▽

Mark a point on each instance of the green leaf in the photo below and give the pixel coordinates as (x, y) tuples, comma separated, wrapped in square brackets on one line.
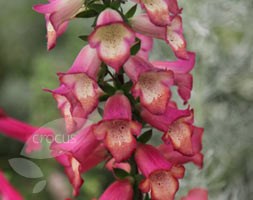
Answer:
[(87, 14), (136, 47), (145, 137), (130, 13), (120, 173), (84, 37)]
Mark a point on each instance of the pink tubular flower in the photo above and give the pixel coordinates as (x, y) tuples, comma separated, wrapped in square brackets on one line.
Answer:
[(117, 128), (151, 85), (160, 11), (22, 131), (78, 155), (172, 33), (53, 34), (112, 38), (7, 192), (177, 158), (121, 189), (57, 14), (163, 121), (184, 137), (79, 92), (161, 176), (196, 194), (182, 77)]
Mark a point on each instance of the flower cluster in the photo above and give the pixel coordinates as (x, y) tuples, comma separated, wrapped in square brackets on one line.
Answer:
[(114, 71)]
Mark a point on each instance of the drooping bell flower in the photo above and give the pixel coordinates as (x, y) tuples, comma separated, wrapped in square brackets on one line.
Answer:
[(177, 158), (53, 34), (117, 129), (112, 38), (78, 155), (161, 178), (163, 121), (7, 192), (23, 132), (184, 137), (182, 77), (172, 33), (160, 11), (151, 85), (57, 14), (112, 164), (79, 92), (121, 189), (196, 194)]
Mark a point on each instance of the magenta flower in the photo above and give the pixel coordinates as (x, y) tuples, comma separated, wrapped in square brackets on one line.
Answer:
[(22, 132), (78, 155), (184, 137), (172, 33), (79, 92), (7, 192), (177, 158), (161, 177), (182, 77), (112, 38), (57, 14), (117, 129), (151, 85), (162, 122), (196, 194), (160, 12), (121, 189)]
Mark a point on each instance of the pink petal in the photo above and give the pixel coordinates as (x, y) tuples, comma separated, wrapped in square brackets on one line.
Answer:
[(118, 190), (76, 97), (162, 122), (135, 66), (163, 185), (180, 66), (52, 34), (112, 164), (87, 62), (176, 157), (180, 134), (196, 194), (143, 25), (78, 155), (176, 39), (23, 132), (60, 10), (158, 11), (118, 138), (7, 192), (117, 107), (108, 16), (184, 83), (153, 90), (113, 43), (149, 159)]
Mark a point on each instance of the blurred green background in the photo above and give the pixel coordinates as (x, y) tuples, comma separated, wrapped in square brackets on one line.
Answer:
[(219, 31)]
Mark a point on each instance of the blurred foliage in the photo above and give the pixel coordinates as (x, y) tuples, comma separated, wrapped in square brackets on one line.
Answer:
[(221, 34)]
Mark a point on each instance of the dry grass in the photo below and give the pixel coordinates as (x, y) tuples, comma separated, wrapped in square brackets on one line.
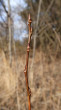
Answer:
[(46, 84)]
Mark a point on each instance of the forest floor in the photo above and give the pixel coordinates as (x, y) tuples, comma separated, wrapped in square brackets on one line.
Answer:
[(44, 81)]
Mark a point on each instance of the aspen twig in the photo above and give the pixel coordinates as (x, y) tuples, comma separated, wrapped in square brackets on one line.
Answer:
[(27, 60)]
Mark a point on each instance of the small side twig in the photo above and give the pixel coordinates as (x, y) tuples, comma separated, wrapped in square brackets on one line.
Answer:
[(27, 60)]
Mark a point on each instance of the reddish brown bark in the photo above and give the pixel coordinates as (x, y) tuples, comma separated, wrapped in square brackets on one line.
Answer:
[(27, 60)]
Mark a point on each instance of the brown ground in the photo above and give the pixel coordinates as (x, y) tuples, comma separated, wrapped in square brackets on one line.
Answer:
[(45, 84)]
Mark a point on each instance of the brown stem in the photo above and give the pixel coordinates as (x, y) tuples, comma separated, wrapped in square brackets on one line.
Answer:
[(27, 60)]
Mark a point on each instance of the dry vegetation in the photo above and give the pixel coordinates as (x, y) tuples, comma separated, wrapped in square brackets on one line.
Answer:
[(45, 84), (44, 71)]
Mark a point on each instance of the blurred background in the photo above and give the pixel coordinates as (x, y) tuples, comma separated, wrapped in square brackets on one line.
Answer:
[(44, 73)]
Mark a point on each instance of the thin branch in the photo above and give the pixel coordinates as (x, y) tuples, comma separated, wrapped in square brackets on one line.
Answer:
[(27, 60)]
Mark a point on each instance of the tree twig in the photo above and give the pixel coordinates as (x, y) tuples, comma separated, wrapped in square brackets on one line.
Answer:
[(27, 60)]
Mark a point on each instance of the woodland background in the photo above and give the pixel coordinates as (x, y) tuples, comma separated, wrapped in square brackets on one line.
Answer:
[(45, 54)]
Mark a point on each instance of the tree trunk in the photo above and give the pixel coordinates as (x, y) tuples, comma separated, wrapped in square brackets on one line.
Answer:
[(10, 33)]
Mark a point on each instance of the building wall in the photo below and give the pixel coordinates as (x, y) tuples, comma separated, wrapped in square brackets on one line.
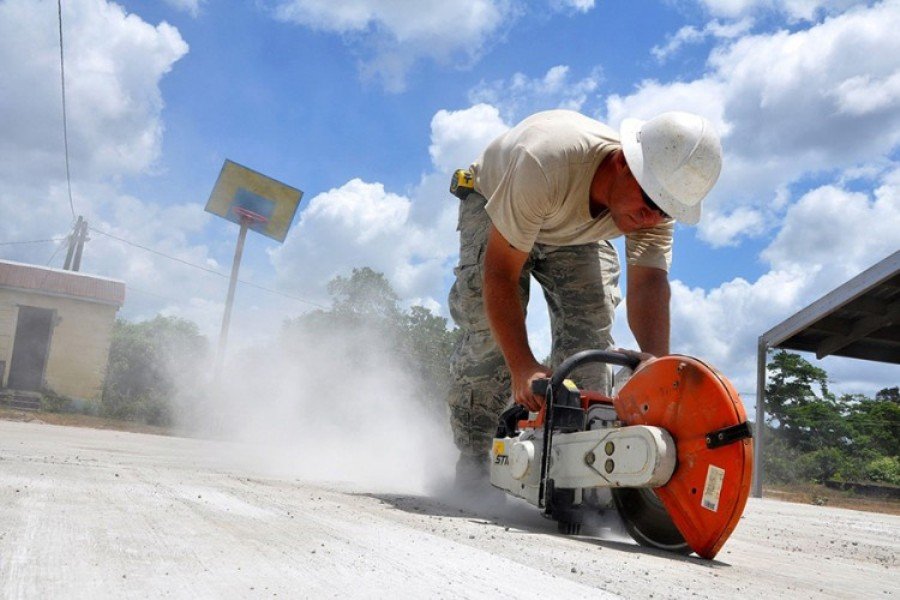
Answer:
[(79, 342)]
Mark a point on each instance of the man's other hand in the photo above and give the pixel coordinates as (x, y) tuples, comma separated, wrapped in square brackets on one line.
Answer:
[(643, 357), (521, 386)]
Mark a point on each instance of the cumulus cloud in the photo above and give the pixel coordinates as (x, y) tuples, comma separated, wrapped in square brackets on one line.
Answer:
[(113, 68), (411, 238), (458, 137), (692, 35), (829, 236), (115, 62), (192, 7), (521, 95), (582, 6), (796, 10), (788, 105), (395, 35)]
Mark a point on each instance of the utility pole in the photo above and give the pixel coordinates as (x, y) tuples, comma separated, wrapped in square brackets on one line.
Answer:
[(82, 238), (73, 241)]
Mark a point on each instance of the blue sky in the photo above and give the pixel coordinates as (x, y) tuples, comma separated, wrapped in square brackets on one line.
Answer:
[(367, 106)]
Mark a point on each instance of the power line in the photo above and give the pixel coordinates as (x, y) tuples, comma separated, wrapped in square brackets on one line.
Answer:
[(33, 241), (207, 269), (62, 71)]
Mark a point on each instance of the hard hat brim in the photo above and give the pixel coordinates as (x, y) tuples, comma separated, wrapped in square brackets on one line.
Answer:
[(629, 135)]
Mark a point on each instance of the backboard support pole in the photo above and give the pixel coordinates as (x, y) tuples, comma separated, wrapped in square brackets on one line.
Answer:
[(229, 301)]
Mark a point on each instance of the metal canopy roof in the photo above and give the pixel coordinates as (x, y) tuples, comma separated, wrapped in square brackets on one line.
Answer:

△

Task to complete:
Copy the material starting at the line containing "Mark a point on each instance of the building" and ending at the line containing "[(643, 357), (521, 386)]", substituting "brick wall" for "building wall" and keeping everything else the same. Leave out the pictures.

Exercise response:
Mark a point on each instance of the brick wall in the photo below and give the pixel coordinates as (x, y) tuples, comma separated, wrapped in square brackets on one line.
Answer:
[(79, 342)]
Mark a point on each instance of the man's other hand in the photo above and give the pixel coordinates as (x, y) tuples, comma separated, wrapped in square brackets on one line.
Answer:
[(643, 357), (521, 386)]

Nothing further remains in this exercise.